═════ Supplied material ═════

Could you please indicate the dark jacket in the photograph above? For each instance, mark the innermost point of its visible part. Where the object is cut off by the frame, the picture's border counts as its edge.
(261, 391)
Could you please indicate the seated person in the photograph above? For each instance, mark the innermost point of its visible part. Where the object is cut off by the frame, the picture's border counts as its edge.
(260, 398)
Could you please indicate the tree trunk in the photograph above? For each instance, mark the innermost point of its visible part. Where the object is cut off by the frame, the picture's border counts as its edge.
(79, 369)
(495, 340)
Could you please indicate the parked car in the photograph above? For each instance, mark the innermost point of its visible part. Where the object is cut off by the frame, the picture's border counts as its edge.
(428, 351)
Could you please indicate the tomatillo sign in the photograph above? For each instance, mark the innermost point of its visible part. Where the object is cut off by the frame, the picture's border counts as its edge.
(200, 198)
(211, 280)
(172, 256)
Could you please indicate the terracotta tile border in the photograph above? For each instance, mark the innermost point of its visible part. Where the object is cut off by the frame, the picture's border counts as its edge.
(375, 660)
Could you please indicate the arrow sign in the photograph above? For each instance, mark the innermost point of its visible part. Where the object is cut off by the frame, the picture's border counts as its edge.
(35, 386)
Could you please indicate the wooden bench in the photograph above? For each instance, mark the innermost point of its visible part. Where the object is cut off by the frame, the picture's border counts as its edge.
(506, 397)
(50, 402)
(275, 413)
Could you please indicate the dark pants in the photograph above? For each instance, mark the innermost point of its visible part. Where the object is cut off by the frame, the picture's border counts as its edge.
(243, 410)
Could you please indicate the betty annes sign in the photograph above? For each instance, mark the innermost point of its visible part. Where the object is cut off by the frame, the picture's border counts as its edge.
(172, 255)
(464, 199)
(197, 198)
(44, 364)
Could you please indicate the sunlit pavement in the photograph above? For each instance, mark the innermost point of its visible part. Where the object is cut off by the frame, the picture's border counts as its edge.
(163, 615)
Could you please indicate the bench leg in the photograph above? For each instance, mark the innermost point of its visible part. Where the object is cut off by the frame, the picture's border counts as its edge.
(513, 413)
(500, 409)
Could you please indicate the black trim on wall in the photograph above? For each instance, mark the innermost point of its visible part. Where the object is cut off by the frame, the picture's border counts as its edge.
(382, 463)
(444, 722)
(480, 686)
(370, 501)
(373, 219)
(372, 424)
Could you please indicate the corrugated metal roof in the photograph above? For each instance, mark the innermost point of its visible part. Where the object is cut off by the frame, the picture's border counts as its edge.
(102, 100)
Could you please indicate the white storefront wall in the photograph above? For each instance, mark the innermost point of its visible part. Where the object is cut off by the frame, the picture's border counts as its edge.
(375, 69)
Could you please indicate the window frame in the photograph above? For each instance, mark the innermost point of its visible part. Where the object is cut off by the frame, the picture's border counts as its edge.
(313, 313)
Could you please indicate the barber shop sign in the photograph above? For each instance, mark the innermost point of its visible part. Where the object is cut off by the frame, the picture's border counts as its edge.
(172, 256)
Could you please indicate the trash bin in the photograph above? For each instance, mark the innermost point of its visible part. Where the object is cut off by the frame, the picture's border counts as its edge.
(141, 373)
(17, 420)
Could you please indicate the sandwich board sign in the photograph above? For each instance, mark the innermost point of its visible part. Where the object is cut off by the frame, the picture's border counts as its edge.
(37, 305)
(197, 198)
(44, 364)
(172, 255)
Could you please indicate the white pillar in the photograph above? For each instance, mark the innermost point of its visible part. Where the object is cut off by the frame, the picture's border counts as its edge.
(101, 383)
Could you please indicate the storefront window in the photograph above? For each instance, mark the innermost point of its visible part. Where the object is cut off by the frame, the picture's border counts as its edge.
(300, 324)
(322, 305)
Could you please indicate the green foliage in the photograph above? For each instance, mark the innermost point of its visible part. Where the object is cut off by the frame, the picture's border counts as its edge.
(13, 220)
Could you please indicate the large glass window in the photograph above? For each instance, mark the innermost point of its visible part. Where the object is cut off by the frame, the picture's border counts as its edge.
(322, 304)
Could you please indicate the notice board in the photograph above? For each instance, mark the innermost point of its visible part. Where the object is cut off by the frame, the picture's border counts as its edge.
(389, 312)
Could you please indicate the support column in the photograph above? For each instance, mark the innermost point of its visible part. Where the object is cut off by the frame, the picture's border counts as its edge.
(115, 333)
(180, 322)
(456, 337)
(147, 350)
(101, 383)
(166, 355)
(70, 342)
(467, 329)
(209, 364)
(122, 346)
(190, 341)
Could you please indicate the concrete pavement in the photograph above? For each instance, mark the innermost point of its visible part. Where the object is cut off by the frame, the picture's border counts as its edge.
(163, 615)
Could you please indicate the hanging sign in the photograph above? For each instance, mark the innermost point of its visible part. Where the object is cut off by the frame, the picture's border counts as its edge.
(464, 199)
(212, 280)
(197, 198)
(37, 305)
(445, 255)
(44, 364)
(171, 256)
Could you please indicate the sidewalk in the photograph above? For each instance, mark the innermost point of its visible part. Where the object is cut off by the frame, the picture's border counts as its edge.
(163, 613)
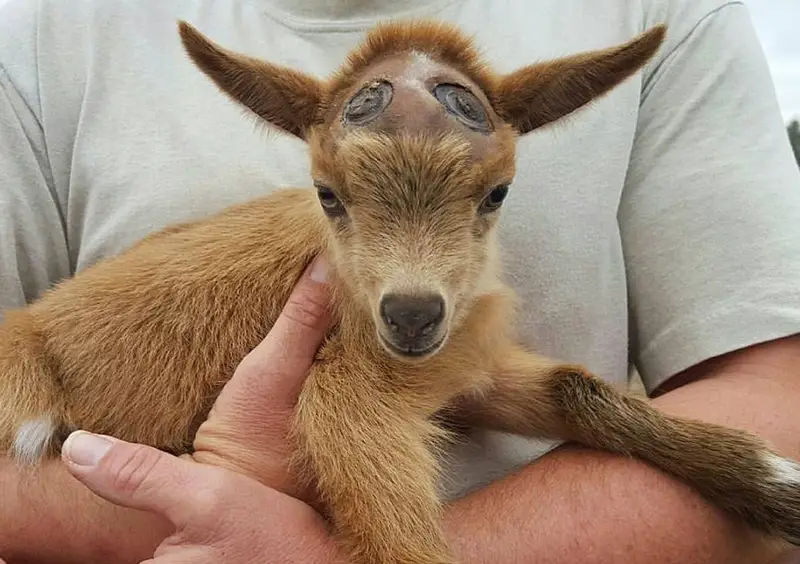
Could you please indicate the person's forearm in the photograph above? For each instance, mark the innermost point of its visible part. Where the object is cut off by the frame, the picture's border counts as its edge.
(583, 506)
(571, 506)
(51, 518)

═════
═════ Supplied material ═════

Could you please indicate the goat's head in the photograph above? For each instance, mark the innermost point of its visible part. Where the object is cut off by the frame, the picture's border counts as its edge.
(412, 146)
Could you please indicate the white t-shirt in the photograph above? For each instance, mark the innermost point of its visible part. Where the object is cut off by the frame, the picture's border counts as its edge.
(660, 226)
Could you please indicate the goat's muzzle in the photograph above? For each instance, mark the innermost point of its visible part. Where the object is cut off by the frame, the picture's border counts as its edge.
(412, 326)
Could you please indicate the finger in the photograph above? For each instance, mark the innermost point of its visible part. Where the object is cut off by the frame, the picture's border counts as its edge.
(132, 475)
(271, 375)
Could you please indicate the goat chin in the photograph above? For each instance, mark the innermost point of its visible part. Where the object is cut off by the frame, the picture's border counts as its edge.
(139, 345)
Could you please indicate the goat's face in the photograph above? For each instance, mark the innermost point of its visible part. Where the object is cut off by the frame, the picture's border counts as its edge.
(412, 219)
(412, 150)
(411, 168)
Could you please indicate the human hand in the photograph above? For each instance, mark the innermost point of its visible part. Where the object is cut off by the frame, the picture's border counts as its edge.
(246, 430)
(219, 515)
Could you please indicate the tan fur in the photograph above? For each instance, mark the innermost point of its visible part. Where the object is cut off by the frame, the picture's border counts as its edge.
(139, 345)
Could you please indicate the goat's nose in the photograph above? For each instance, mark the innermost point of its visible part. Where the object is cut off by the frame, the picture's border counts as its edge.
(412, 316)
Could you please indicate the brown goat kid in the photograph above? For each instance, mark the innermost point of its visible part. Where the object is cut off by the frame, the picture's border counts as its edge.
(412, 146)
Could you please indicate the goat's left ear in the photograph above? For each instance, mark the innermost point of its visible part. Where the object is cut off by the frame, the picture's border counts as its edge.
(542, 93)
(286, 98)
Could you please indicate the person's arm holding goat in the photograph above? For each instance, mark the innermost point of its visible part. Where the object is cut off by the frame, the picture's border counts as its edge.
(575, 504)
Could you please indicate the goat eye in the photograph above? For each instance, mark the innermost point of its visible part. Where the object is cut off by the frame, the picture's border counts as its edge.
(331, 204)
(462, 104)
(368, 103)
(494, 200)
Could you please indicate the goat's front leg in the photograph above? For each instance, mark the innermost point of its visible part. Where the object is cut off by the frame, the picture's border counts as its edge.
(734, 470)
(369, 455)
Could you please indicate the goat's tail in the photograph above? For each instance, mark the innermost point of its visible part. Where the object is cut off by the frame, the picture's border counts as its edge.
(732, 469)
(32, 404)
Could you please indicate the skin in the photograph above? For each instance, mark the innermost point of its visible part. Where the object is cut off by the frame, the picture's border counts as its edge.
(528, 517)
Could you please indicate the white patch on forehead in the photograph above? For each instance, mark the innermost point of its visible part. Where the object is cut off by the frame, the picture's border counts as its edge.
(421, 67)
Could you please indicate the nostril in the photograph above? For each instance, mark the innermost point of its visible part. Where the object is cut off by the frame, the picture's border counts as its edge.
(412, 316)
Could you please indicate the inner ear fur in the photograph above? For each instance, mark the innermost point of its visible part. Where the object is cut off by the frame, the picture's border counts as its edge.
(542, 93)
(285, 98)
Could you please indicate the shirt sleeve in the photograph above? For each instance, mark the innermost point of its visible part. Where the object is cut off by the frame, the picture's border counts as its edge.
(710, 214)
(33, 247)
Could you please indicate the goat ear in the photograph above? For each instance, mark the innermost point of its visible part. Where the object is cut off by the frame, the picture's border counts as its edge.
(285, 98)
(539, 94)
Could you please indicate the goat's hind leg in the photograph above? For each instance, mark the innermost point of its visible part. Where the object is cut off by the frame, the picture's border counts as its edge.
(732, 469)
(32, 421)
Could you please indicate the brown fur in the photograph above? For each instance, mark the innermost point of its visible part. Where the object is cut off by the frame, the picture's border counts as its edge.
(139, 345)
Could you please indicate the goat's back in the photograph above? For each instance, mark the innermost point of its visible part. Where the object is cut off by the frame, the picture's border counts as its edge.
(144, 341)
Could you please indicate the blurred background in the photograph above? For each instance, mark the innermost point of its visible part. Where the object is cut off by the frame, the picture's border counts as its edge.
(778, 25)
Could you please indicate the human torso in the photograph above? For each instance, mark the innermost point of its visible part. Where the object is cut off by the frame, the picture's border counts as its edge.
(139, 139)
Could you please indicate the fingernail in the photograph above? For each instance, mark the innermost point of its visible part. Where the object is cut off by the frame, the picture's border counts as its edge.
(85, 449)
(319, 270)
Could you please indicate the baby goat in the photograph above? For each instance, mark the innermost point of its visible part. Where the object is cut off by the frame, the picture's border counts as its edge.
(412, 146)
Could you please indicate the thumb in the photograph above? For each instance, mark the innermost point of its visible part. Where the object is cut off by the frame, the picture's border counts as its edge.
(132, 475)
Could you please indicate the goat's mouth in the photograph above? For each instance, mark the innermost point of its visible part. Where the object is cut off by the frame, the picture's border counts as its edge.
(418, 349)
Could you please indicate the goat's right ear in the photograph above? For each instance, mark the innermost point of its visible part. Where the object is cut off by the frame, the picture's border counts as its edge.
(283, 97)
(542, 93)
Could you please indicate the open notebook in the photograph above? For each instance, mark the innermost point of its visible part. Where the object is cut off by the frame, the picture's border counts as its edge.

═════

Problem statement: Extract from the items above each line containing the word "human", and reproduce those lines without alteration.

Response:
Could you please indicate the human hand in the photograph above? For each instance, mark the innermost point of its visible part. Where the object is cut off by the frame, the picture's border counts as its edge.
Could you please indicate the human torso in the photograph above? For each instance, mark the innermost point of its visible part. Where the object is cut off by the frame, the picture's border counts as its edge.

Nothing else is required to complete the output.